## Activities
1 - When was Richard Morris Pollitzer born, according to the biography of him?
2 - Switch "Columbia College" to "Columbia University" in the Pollitzer biography and give back the passage from "Richard Morris Pollitzer" to "state of South Carolina.".
3 - Resume the biography of Richard Morris Pollitzer after its last sentence.

Richard Morris Pollitzer

Richard M. Pollitzer, Columbia College, New York City, New York, ca.1910, Anita Pollitzer Family Papers, South Carolina Historical Society.

Richard M. Pollitzer, Columbia College, New York City, New York, ca.1910, Anita Pollitzer Family Papers, South Carolina Historical Society.

Gustave and Clara Pollitzer’s only son, Richard Morris, was born in Charleston, South Carolina on October 15, 1883. In the late nineteenth and early twentieth centuries he became a major contributor to the fields of public health and pediatric medicine in the state of South Carolina. 

In the early 1900s, South Carolina’s public health system was in early stages of development. Smallpox spread quickly through upstate mill communities, and in Charleston the ground water was polluted by thousands of leaking privies. The health of the community was in such crisis that one out of three South Carolina enlistment volunteers for the Spanish-American War (1898) were rejected because of health issues. As a medical doctor in Charleston, Richard joined numerous colleagues in attempts to develop humanitarian institutions and improve public health in South Carolina. Their efforts included establishing effective mental health facilities, county almshouses for the elderly, distribution of vaccines for typhoid, syphilis, and hookworm, and a reorganized state mental hospital. 

Richard attended Charleston schools in his youth and later enrolled at the College of Charleston. In 1908, he graduated second in his class from the Medical College of South Carolina. At a time when many doctors went directly from medical school to practice, Richard interned at Roper Hospital where he worked as a demonstrator in histology. After taking a competitive exam in 1916, he was awarded a residency at the Children’s Hospital in Boston. In the years building up to the U.S. influenza pandemic (1918-1919), doctors increasingly recognized the importance of evolving medicinal treatment for infectious diseases. In response, Richard took additional training courses at Boston City Hospital’s department for contagious diseases. During the four months he was there, Richard reported dozens of cases of diphtheria and scarlet fever.

Medical College, Charleston, South Carolina, South Carolina Hospital Postcards, Waring Historical Library (MUSC).

Medical College, Charleston, South Carolina, South Carolina Hospital Postcards, Waring Historical Library (MUSC).

Richard returned to Charleston to enter general practice, and he used a bicycle to make his house calls. He was appointed instructor in pediatrics at the South Carolina Medical College, and in 1918 he became the first full professor of pediatrics at the Medical College.

## Exercise data
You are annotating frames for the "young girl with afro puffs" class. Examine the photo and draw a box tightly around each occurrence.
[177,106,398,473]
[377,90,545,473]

## Answer set
1 - October 15, 1883.

2 -
Richard Morris Pollitzer

Richard M. Pollitzer, Columbia University, New York City, New York, ca.1910, Anita Pollitzer Family Papers, South Carolina Historical Society.

Richard M. Pollitzer, Columbia University, New York City, New York, ca.1910, Anita Pollitzer Family Papers, South Carolina Historical Society.

Gustave and Clara Pollitzer’s only son, Richard Morris, was born in Charleston, South Carolina on October 15, 1883. In the late nineteenth and early twentieth centuries he became a major contributor to the fields of public health and pediatric medicine in the state of South Carolina.

3 -
That same year, Richard met Cora Sprott and married her within a few months. Though born into a Jewish family, Richard married outside his religion – Cora was a Methodist – and they raised their children in the Methodist church. Cora became the president of the Women’s Auxiliary to the South Carolina Medical Association, an organization founded in 1923 in response to a national movement led by the American Medical Association. The Women’s Auxiliary served local medical associations by managing public relations, promoting public health, and creating a student loan fund.

While a professor at the Medical College in Charleston, Richard taught the History of Medicine, and focused his research on the care and treatment of diseases for infants and children. He authored over thirty papers, including articles on pellagra, pyloric stenosis, polio, and syphilis. During summer break he went to New York or Boston, where he spent weeks attending lectures or working in a physiological chemistry laboratory.

In 1924, Richard learned that Greenville, South Carolina, was in need of a pediatrician, and he left the Lowcountry to become a specialist in children’s diseases in the Upstate. He continued his interest in teaching by making rounds with the staff on charity wards at the Greenville General Hospital. During the Great Depression, Richard lectured student nurses for training school hospitals that served patients seeking free or inexpensive medical care – particularly parents who could not afford to bring their children to doctors. Richard continued to practice medicine until he was seventy-five years old.